_WRITTEN INSTRUCTION_
Reproduce each of the rows below word for word, leaving every line unchanged.

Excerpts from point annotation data
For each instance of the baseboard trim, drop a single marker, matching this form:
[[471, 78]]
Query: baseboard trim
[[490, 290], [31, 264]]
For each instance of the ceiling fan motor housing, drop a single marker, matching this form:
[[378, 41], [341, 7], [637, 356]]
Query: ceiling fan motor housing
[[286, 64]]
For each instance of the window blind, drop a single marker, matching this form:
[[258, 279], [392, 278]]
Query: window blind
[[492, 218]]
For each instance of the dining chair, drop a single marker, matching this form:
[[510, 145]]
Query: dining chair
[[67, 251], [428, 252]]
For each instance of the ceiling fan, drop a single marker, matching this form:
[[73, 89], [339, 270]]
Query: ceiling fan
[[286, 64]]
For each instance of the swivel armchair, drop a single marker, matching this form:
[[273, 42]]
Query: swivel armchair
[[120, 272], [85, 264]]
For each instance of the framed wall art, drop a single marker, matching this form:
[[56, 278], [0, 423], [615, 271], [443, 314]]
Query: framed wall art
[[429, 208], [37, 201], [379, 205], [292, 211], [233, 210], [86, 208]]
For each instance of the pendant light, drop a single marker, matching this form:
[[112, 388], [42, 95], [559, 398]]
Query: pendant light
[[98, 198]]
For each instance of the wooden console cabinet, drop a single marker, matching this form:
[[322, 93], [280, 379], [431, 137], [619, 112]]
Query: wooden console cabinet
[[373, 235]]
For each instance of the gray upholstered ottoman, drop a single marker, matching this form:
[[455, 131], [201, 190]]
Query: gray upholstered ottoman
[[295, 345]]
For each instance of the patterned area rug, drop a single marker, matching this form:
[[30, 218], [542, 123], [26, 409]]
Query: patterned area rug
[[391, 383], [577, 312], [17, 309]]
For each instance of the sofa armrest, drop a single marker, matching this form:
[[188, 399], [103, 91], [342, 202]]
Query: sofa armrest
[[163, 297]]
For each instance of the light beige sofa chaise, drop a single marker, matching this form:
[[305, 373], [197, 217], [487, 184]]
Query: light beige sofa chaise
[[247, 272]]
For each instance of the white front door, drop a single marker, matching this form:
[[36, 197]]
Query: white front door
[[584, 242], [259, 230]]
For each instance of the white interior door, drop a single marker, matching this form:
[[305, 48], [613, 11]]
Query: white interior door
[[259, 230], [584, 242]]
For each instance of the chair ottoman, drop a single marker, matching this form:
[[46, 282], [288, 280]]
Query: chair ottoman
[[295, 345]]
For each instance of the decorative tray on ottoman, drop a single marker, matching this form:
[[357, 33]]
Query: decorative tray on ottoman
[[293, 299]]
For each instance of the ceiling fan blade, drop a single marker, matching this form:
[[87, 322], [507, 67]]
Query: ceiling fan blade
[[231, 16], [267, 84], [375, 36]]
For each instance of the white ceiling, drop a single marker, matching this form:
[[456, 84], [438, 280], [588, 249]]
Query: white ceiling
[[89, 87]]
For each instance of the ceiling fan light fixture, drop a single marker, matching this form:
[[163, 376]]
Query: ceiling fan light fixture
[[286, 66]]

_TASK RESULT_
For each instance of the baseboard trim, drop a single marker, matching this form:
[[471, 78]]
Query: baseboard trim
[[490, 290], [31, 264]]
For each instance of the ceiling fan motor housing, drop a single marker, matching this form:
[[378, 41], [341, 7], [637, 356]]
Query: ceiling fan motor housing
[[286, 64]]
For each instance of the window blind, drop a single marker, matching this form:
[[258, 279], [392, 278]]
Query: window blind
[[492, 218]]
For each instance of the dining chair, drop a single marker, matching this form:
[[510, 145]]
Query: dining chair
[[67, 251], [428, 252]]
For each instance of the ceiling fan, drop a single marker, matching this form:
[[73, 89], [339, 270]]
Query: ceiling fan
[[286, 64]]
For each instance of the swivel armchair, drop a single marker, matching this form:
[[273, 42]]
Query: swivel armchair
[[120, 272], [85, 264]]
For each instance of the framed wall art, drop a single marker, matching this form:
[[56, 278], [0, 423], [615, 271], [443, 314]]
Query: framed wall art
[[429, 208], [37, 201], [379, 205], [292, 211], [233, 210], [86, 208]]
For each instance of the pendant light, drop a single marker, matching this form:
[[112, 388], [42, 95], [559, 398]]
Query: pendant light
[[98, 198]]
For each instance of the wooden console cabinet, drop a single marker, matching this form:
[[322, 93], [280, 379], [431, 137], [619, 112]]
Query: wooden console cabinet
[[373, 235]]
For each instance of the gray upholstered ottoman, drop a single marker, matching this form:
[[455, 131], [201, 190]]
Query: gray upholstered ottoman
[[295, 345]]
For each instance of the patterned area rug, drop a single marker, matching this form:
[[30, 218], [542, 123], [26, 409]]
Query: patterned area rug
[[391, 383], [577, 312], [17, 309]]
For each instance of the sofa armrest, drop a single marker, matching this form:
[[188, 399], [103, 91], [342, 202]]
Query: sofa armrest
[[163, 297]]
For each instance of the light beige sofa chaise, drop a single marker, matching this form:
[[305, 373], [197, 217], [487, 184]]
Query: light beige sofa chaise
[[247, 272]]
For each instance of the white front door, drop a single marker, matching this form:
[[36, 197]]
Query: white front door
[[584, 242], [259, 230]]
For each instance of the white interior door, drop a single marker, matching this form:
[[305, 48], [613, 11]]
Query: white interior door
[[259, 230], [584, 242]]
For each instance of the chair ottoman, drop a single marker, matching this form:
[[46, 282], [288, 280]]
Query: chair ottoman
[[295, 345]]
For each instance of the decorative tray on ottoman, drop a single marker, matching this form:
[[357, 33]]
Query: decorative tray on ottoman
[[293, 299]]
For each instance of the ceiling fan blade, drop a single marker, matching this form:
[[87, 322], [507, 67]]
Query: ceiling fan blade
[[231, 16], [267, 84], [375, 36]]
For each instance of the white ceiling, drop a single marker, matching this form:
[[456, 84], [438, 280], [588, 249]]
Query: white ceiling
[[89, 87]]
For each instance of the ceiling fan light fixture, drop a single marker, matching this form:
[[163, 376]]
Query: ceiling fan light fixture
[[286, 66]]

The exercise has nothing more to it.